__Exercise 1__
Report every line of the listing below that contains the string "door".

__Document__
■ ■ ■

ITIL Mythbusting: Incident Management Facts That Will Supercharge Your ProcessesNovember 15 , 2016
It’s time to set the record straight on even more prevailing ITIL misconceptions—maybe ones you’ve encountered or believed yourself (gasp!). Once again, we’re joining forces with the Queen of ITIL Mythbusting, Vawns Murphy. Vawns is an ITIL/ITSM expert and the Principle Analyst and Research Director at ITSM.Tools. If you caught our Change Management post, you know that she replaces fiction with fact, plus provides detailed best practices to improve your ITSM processes. This time we’re revealing truths on the top Incident Management myths she’s encountered during her 15+ years in the industry. Read on to test your knowledge on what’s fact and what’s fiction, and you’ll walk away with actionable advice to boost your Incident Management processes.
Myth 1: You need to categorize to the nth degree.
Short answer: No, nope, and no again! The purpose of Incident Categorization is to give your support teams a fighting chance to make those quick fixes, with as little adverse impact as possible. Making the categorization too complicated creates difficulties for end users logging the Incident and can cause incorrect assignment—ultimately slowing down the entire process. The key is to keep the first level of categorization simple and high level—think hardware, software, networks, voice—and make it easy on your poor users.
Time and time again I encounter IT organizations that have become too ambitious with their Incident Categorization. They have a tool that drills down to a ridiculously detailed level and they think “Sure, why not? Let’s do that!” But if you make it too detailed and too complicated, it’s actually a nightmare for both your service desk analysts to log Incidents and for your end users to report them via self-service environments or self-service forms.
The end user perspective
I was on a client site recently where there were four different levels of categorization and none of them made any sense. For example, you could log software application and then the type of application. The types included “core application” and “enterprise application.” I asked what was considered a “core application” versus an “enterprise application”? And the service desk analyst responded that he didn’t know. Now, if the service desk analyst doesn’t know, how’s the end user supposed to know what to select when they’re logging the Incident?
Additionally, their form was so detailed that to log anything, you had to scroll through a kazillion lists. From an end user’s perspective, all they want is to be able to log an Incident quickly and then walk away unscathed without any confusion or drama. They don’t want to go through four or five layers of menus, sub-menus, drop downs, radio buttons, and entry fields.

■ ■ ■

__Listed records__

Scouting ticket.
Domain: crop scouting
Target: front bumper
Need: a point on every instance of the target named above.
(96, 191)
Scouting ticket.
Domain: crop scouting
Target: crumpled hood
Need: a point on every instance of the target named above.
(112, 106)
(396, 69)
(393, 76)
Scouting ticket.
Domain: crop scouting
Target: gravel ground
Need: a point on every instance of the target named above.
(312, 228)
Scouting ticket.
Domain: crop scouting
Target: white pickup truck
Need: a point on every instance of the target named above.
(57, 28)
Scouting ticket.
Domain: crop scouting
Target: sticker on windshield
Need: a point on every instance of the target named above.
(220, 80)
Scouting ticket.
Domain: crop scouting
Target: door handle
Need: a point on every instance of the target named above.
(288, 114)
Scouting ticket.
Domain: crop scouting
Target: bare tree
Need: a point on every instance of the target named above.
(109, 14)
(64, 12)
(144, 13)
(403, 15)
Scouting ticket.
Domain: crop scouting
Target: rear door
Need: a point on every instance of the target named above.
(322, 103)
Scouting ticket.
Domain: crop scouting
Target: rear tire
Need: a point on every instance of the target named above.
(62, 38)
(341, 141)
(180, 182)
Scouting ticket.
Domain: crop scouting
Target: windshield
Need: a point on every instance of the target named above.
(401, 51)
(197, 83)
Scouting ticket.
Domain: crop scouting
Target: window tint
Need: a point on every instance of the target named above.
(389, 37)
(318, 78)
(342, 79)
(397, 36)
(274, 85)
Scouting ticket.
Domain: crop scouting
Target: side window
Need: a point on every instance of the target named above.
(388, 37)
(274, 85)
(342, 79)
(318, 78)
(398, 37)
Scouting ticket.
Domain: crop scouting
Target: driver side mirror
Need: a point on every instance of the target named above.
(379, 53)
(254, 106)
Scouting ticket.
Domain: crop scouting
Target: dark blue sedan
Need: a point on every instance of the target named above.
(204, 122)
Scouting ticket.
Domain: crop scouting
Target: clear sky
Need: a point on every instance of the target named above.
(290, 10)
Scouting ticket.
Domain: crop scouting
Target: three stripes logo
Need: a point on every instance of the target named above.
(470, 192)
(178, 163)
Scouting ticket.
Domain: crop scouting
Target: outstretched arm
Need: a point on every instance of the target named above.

■ ■ ■

__Exercise 2__
Copy the passage of the incident management post above, starting with "Short answer: No, nope, and" and going on through "your poor users.".

__Written reply 1__
Target: door handle
Target: rear door

__Written reply 2__
Short answer: No, nope, and no again! The purpose of Incident Categorization is to give your support teams a fighting chance to make those quick fixes, with as little adverse impact as possible. Making the categorization too complicated creates difficulties for end users logging the Incident and can cause incorrect assignment—ultimately slowing down the entire process. The key is to keep the first level of categorization simple and high level—think hardware, software, networks, voice—and make it easy on your poor users.